◆ **THE TASKS**:
1) Answer these questions from the GramLab CorpusManager installation instructions:
(a) Into what kind of file does the tool consolidate the result?
(b) Which two features are listed as still to be developed?
(c) Under the Windows prerequisites, what must be available before installing?
2) Using the GramLab CorpusManager installation instructions, explain why a web server must be available before installing the tool.

◆ **DOCUMENT EXTRACT**:
=============================
= GRAMLAB CORPUS MANAGER =
= INSTALLATION INSTRUCTIONS =
=============================
== Why would I want to use GramLab CorpusManager ? ==
GramLab CorpusManager is corpora factory, with which you can :
- collect and upload various kinds of documents (PDF, DOC, TXT, ...)
- apply encoding normalization and conversion (thanks to Tika)
- search your collection (Solr-enabled search engine) to build a coherent set of documents
- consolidate the result in a single TEILite UTF-8 file for grammar building purposes.
Technically speaking, GramLab CorpusManager is an ETL (Extract Transform Load) available as a webapp including Solr indexation engine and Tikka documents converter.
Still to be developped:
- auto-detect document language
- crawl web to add more document to your corpus.
=
= Windows Instructions =
=
== Prerequisites : What do I need to check before installing ? ==
As GramLab CorpusManager is a web app, you need to have web server available.

Items from a data source:

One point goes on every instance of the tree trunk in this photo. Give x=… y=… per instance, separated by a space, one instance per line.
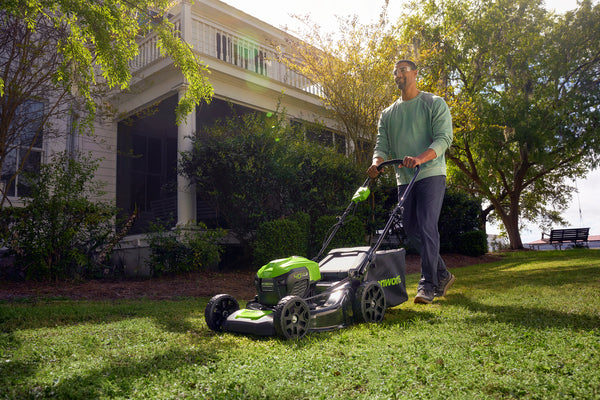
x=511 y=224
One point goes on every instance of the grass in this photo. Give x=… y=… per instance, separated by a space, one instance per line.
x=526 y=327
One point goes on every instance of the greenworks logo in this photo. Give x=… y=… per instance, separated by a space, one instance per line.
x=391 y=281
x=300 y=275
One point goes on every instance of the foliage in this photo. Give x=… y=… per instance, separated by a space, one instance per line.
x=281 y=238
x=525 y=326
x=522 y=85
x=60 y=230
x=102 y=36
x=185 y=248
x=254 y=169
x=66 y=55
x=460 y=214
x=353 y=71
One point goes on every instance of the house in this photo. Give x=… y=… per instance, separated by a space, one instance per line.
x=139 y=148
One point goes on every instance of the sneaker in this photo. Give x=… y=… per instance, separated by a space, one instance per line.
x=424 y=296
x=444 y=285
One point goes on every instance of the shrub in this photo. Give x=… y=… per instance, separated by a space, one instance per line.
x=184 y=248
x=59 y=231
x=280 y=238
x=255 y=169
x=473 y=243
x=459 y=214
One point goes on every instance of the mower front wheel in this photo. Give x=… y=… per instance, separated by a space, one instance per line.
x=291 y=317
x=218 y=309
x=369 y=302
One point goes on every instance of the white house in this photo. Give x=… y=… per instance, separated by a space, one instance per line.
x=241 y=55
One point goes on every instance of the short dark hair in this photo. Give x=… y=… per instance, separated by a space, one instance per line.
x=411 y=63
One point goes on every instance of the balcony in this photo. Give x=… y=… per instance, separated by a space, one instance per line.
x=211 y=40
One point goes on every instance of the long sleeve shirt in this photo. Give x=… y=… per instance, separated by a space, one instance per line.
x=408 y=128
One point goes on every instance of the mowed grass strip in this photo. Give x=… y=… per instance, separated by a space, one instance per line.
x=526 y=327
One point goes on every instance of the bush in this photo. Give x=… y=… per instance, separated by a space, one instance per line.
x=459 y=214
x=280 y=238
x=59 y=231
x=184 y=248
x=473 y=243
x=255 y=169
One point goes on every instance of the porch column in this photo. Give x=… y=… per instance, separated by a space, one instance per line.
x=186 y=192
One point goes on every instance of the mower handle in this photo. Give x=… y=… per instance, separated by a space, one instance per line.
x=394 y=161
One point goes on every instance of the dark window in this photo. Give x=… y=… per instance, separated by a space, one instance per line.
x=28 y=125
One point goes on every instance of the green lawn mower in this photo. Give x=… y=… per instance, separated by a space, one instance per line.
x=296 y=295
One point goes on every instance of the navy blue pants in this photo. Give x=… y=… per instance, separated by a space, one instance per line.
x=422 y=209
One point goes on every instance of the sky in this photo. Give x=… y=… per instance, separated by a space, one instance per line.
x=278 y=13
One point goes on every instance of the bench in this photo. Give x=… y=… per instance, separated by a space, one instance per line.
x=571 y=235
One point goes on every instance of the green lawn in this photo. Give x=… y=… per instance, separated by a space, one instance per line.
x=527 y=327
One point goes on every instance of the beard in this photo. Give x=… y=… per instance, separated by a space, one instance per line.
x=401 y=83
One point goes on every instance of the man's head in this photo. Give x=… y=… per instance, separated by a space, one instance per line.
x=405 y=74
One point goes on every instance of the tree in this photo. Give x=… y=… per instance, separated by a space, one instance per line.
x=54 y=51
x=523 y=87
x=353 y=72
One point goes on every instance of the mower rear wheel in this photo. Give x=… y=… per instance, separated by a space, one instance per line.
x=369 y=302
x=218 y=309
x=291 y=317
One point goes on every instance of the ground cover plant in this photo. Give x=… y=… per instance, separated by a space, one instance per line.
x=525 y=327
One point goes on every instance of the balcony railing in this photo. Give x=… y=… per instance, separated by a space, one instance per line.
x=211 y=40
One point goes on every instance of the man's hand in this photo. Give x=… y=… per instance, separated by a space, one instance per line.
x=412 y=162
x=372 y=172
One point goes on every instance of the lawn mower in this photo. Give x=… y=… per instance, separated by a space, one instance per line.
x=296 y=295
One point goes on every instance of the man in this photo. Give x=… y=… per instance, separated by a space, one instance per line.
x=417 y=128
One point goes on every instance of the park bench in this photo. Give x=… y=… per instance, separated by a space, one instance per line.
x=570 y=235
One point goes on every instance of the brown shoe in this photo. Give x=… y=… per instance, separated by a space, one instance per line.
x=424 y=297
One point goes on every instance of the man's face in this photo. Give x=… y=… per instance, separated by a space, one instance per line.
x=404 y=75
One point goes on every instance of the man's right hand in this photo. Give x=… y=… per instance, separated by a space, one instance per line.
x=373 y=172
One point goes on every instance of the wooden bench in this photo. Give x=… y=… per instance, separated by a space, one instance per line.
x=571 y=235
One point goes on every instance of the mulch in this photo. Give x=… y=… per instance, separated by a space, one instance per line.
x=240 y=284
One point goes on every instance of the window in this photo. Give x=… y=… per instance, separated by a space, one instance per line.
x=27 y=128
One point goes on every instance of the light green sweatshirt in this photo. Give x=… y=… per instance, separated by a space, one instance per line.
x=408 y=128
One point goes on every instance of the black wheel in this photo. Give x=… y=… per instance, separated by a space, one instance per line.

◆ **SOLUTIONS FOR EACH TASK**:
1)
(a) A single TEILite UTF-8 file.
(b) Auto-detecting document language, and crawling the web to add more documents to the corpus.
(c) A web server.

2) A web server is required because GramLab CorpusManager is a web app. The instructions also describe it as an ETL available as a webapp that includes the Solr indexation engine and the Tika document converter.